* **CONSEGNA A**
Nel testo mostrato, fino a quale importo il Giudice delle indagini preliminari aveva disposto il sequestro preventivo nei confronti di O.?

* **TESTO MOSTRATO**
=-=-=
RITENUTO IN FATTO
1. Con ordinanza deliberata il 15/11/2022, il Tribunale del riesame di Roma ha rigettato l'appello presentato nell'interesse di O.S. avverso il provvedimento del 30/03/2022 con il quale il Giudice delle indagini preliminari del Tribunale di Roma aveva rigettato l'istanza dello stesso O. di restituzione delle somme sequestrate corrispondenti agli emolumenti ricevuti (600 Euro mensili) e alla somma erogata dall'INPS a titolo di TFR (nella misura di un quinto, ossia di Euro 14.078,684). Il Giudice delle indagini preliminari del Tribunale di Roma in data 17/07/2020 aveva disposto, nei confronti di O. e ravvisando il fumus di due imputazioni di bancarotta fraudolenta per distrazione, il sequestro preventivo finalizzato alla confisca facoltativa dei saldi dei conti correnti e delle disponibilità finanziarie fino alla concorrenza di Euro 137.339,58. La difesa di O. aveva presentato istanza di restituzione delle somme apprese medio tempore, ossia dopo l'esecuzione del sequestro del 17/07/2020. Il rigetto dell'istanza da parte del G.I.P. veniva impugnato con appello rigettato dal Tribunale del riesame con l'ordinanza del 15/11/2022 oggetto del presente ricorso.
2. Avverso l'indicata ordinanza del 15/11/2022 del Tribunale del riesame di Roma ha infatti proposto ricorso per cassazione O.S., attraverso i difensori Avv.ti : e F., denunciando - nei termini di seguito enunciati nei limiti di cui all'art. 173, comma 1, disp. att. c.p.p. - violazione dell'art. 321, comma 2, c.p.p. e dell'art. 240, comma 1, c.p. Premesso che il sequestro disposto nei confronti del ricorrente è finalizzato alla confisca facoltativa del profitto dei reati di bancarotta fraudolenta di cui ai capi C) e D) del decreto che dispone il giudizio, sicché non si verte in ipotesi di sequestro finalizzato alla confisca per equivalente, la finalità della confisca diretta è assente qualora l'ablazione colpisca somme di denaro entrate nel patrimonio del destinatario certamente in base a un titolo lecito o a un credito sorto dopo la commissione del reato e non risulti che tali somme siano ricollegabili, anche indirettamente, all'illecito commesso. La sentenza delle Sezioni unite n. 42415 del 2021 riguardava somme di denaro, anche di provenienza lecita, già affluite sul conto corrente, laddove nel caso di specie sono state sequestrate somme affluite sul conto corrente di O. dopo l'avvenuta esecuzione del sequestro, sicché lo stesso vincolo del sequestro ha impedito il realizzarsi della "confusione" tra somme di provenienza illecita e somme di provenienza lecita. L'ordinanza impugnata ha applicato una disciplina che si attaglia solo al sequestro finalizzato alla confisca per equivalente, non prevista per i reati ascritti a O.. Le somme in parte corrisposte a titolo di TFR e in parte provenienti dallo stipendio percepito quale dipendente del sindacato (Omissis) non possono essere "confuse" con quelle apprese al momento dell'esecuzione del sequestro, sicché il Tribunale del riesame avrebbe dovuto annullare il sequestro preventivo finalizzato alla confisca diretta del profitto del delitto di bancarotta fraudolenta con riguardo alle somme affluite nel patrimonio del ricorrente in data successiva al 24/07/2020, data in cui fu eseguito il sequestro preventivo.
=-=-=
* **MATERIALE DI LAVORO**
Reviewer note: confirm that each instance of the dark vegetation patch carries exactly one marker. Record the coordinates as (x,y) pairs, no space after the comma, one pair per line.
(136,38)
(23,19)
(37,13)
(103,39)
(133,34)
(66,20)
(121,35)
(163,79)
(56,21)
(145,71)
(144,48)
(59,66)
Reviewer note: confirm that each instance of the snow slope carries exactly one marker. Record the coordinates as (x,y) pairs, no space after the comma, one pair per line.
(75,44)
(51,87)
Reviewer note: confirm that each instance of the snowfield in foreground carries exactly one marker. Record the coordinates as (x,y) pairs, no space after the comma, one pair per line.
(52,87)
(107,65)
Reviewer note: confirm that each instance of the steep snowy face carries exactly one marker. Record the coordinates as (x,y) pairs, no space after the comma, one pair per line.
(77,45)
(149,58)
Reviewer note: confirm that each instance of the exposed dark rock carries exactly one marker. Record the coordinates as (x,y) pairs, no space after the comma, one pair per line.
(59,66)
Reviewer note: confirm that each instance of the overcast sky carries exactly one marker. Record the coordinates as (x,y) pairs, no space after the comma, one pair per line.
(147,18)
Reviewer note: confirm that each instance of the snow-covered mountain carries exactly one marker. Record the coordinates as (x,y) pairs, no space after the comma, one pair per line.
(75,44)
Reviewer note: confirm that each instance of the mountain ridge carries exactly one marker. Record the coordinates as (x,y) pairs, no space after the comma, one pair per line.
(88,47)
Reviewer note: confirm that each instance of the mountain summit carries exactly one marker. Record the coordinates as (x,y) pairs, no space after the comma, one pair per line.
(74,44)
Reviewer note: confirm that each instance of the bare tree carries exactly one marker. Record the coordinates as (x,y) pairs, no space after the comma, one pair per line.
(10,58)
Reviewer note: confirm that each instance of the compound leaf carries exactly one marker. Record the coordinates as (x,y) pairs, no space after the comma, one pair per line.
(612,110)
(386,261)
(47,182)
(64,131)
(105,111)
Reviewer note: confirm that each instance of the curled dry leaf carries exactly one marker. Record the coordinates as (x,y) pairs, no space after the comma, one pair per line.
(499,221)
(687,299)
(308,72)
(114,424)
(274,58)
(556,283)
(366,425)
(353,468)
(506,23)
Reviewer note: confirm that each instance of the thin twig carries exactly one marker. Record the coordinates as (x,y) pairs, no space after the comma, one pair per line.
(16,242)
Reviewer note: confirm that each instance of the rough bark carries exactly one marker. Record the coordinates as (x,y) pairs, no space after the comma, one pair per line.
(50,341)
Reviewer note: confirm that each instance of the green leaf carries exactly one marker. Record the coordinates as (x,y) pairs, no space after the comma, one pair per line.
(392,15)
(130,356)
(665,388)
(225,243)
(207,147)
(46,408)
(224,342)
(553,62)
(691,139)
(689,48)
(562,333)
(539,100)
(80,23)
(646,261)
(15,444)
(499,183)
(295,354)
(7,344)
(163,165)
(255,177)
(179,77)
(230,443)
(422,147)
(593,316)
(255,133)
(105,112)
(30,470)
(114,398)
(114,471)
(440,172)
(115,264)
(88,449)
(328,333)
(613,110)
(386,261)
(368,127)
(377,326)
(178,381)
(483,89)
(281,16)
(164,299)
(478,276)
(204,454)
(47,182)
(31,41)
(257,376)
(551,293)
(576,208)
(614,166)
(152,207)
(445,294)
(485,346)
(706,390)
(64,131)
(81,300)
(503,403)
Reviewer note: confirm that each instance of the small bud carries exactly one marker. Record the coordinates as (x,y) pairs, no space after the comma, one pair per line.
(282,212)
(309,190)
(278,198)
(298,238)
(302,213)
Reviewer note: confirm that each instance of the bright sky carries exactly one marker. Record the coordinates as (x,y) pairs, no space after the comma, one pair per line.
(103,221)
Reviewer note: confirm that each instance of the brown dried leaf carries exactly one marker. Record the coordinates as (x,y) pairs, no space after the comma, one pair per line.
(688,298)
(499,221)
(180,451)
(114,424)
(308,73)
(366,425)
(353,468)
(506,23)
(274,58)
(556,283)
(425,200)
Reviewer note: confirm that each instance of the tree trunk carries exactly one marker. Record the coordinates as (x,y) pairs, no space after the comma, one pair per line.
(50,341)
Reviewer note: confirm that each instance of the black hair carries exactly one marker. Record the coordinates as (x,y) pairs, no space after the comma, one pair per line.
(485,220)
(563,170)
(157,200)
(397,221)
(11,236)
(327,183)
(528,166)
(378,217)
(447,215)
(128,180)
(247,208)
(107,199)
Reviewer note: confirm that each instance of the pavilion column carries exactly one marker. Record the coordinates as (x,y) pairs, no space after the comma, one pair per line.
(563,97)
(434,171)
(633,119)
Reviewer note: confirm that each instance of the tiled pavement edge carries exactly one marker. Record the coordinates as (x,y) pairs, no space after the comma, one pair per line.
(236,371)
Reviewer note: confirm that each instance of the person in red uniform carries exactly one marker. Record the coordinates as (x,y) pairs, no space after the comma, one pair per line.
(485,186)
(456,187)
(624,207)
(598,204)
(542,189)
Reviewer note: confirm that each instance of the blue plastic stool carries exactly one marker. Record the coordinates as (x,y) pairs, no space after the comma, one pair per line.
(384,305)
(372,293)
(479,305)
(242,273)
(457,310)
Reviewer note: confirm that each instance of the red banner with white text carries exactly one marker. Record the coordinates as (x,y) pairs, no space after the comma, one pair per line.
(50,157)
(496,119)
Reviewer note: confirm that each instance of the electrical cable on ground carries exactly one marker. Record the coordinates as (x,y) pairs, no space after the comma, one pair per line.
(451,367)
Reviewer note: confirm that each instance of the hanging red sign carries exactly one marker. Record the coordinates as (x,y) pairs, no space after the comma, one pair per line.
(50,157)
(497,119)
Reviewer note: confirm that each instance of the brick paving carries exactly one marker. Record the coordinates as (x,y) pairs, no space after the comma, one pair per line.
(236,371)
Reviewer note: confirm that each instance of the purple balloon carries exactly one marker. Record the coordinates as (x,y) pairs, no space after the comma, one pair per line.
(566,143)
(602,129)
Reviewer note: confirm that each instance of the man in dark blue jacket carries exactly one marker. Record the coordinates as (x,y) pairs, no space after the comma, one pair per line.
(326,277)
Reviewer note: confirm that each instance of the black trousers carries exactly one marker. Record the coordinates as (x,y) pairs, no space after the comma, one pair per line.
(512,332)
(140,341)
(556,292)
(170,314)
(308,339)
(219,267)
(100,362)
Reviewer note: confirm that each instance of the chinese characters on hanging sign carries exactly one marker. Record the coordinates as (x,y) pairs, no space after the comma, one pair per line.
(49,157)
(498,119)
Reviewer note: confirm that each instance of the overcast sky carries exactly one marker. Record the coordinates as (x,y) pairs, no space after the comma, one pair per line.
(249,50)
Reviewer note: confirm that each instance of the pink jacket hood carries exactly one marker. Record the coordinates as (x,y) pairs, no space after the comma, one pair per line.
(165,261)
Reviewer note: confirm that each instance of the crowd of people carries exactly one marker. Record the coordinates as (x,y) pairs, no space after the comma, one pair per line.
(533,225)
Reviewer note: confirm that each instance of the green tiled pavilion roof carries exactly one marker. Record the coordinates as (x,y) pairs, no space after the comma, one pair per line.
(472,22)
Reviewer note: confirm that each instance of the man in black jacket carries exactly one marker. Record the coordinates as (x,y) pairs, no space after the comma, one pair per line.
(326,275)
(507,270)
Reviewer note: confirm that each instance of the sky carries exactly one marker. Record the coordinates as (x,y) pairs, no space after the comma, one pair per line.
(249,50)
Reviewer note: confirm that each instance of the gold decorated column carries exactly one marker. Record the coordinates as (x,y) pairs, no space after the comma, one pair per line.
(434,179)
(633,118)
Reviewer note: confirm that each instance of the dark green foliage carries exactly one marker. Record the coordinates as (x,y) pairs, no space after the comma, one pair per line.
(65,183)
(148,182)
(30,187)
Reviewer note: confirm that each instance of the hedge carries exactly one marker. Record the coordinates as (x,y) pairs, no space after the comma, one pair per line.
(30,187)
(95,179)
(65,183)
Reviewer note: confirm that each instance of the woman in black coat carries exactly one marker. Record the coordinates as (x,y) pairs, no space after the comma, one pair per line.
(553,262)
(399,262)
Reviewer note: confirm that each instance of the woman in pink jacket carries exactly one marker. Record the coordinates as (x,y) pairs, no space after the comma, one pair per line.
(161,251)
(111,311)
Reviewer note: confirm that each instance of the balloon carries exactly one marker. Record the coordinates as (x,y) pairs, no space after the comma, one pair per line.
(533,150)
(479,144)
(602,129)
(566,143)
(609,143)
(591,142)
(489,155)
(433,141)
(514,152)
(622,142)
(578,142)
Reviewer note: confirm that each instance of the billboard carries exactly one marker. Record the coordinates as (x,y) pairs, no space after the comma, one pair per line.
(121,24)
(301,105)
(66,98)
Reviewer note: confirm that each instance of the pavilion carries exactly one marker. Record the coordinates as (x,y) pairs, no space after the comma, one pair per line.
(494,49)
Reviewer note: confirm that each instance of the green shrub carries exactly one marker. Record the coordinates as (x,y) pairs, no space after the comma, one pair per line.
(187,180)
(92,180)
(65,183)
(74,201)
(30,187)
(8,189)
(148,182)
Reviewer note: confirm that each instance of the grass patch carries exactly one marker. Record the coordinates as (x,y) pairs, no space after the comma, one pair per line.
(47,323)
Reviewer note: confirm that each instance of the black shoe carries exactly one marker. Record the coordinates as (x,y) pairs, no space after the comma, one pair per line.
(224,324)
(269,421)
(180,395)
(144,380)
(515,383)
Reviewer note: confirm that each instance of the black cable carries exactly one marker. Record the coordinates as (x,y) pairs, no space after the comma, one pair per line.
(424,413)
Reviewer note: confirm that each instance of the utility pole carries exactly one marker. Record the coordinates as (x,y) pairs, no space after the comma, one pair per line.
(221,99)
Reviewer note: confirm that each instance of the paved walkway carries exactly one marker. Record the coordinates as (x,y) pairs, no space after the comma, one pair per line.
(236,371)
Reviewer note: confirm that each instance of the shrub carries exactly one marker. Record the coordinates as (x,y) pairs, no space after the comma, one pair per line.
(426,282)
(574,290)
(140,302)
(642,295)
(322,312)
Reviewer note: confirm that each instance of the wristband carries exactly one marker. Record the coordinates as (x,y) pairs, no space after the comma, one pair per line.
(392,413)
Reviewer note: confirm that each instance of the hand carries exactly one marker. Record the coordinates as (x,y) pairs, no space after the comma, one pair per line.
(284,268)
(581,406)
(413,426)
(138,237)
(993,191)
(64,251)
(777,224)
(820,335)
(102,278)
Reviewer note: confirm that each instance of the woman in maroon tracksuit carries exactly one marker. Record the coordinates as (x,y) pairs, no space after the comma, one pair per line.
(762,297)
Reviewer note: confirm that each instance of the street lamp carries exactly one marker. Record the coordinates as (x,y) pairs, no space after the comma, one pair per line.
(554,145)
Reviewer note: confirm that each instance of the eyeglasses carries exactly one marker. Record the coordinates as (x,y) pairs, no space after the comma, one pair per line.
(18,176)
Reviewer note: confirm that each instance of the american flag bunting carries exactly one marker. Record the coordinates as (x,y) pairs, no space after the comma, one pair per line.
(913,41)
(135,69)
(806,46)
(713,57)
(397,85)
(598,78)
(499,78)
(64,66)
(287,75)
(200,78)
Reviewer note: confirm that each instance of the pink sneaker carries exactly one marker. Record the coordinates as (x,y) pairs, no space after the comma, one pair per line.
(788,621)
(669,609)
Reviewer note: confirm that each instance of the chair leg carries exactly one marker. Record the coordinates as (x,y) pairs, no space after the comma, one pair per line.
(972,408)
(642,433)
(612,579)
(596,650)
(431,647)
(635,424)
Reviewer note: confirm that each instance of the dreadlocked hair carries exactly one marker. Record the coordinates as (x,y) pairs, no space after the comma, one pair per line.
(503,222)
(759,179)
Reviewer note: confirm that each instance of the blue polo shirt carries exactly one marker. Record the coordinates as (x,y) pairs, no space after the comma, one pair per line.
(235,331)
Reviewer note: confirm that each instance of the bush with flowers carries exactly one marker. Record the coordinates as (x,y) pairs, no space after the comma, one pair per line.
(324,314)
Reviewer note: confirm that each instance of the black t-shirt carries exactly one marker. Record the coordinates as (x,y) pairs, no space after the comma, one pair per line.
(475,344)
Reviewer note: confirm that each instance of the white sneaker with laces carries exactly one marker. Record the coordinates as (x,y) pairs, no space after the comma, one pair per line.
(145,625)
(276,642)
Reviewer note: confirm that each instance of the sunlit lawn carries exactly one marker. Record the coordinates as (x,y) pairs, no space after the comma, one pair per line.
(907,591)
=-=-=
* **CONSEGNA B**
Mostra ogni riga dei record che contiene la parola "shrub". Maiuscole e minuscole contano.

* **RISULTATO COMPLETO A**
Fino alla concorrenza di Euro 137.339,58.

* **RISULTATO COMPLETO B**
Reviewer note: confirm that each instance of the green shrub carries exactly one marker. Record the coordinates as (x,y) pairs, no space after the comma, one pair per line.
Reviewer note: confirm that each instance of the shrub carries exactly one marker. Record the coordinates as (x,y) pairs, no space after the comma, one pair per line.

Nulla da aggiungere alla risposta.